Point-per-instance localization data
┌────────

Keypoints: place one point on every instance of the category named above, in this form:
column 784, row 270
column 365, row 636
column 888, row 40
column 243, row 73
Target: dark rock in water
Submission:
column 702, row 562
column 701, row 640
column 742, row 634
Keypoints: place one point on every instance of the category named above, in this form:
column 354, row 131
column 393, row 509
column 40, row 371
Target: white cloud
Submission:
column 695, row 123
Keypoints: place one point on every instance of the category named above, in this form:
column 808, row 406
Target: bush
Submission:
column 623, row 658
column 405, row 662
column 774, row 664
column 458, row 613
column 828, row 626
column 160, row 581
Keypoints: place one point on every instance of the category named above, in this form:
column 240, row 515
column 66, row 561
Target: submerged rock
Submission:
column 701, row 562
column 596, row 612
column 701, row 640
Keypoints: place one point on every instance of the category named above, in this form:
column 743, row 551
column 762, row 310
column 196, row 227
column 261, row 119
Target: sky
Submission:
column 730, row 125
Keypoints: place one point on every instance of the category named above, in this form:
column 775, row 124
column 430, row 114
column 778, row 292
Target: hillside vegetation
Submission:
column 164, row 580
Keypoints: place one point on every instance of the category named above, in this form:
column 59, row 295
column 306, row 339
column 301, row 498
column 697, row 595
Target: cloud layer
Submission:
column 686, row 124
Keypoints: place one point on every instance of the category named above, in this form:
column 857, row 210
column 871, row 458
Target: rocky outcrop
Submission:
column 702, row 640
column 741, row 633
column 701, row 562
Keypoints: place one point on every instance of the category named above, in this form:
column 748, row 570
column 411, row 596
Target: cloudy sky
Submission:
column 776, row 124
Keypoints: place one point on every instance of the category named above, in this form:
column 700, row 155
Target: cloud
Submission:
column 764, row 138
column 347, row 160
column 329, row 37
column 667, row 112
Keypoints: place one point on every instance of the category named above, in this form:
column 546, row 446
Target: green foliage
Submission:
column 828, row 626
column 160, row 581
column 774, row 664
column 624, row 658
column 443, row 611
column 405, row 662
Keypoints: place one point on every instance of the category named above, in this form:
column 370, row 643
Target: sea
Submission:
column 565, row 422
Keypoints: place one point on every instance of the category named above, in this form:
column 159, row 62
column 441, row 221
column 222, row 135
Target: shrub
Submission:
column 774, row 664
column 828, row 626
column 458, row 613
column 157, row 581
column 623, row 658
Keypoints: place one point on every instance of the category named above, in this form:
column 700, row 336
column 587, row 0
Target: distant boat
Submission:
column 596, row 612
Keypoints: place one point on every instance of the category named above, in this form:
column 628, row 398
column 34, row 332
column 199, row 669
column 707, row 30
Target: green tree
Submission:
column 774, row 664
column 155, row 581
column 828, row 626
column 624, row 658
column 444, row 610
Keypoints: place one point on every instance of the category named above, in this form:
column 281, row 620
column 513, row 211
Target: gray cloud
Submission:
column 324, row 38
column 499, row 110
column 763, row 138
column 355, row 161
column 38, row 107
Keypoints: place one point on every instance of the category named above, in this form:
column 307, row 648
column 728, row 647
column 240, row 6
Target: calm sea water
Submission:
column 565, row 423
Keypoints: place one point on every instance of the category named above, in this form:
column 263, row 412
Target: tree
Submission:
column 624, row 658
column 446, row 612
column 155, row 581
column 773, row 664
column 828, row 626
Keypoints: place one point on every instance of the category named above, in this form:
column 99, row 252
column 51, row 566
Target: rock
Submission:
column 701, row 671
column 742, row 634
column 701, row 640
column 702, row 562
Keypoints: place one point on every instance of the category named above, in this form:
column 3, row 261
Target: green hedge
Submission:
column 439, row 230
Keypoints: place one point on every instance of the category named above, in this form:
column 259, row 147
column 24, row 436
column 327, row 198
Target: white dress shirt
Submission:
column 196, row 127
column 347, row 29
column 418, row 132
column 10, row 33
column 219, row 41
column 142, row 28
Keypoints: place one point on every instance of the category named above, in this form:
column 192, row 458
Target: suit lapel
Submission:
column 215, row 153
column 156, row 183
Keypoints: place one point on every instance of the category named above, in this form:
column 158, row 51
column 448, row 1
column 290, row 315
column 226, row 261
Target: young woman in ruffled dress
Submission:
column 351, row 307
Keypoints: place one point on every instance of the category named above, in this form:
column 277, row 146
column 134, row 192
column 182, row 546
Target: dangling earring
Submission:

└────────

▶ **Work to be completed**: Every line in the data above that contains the word "green" counts; report how many there are and nothing more.

▶ **Task response**: 3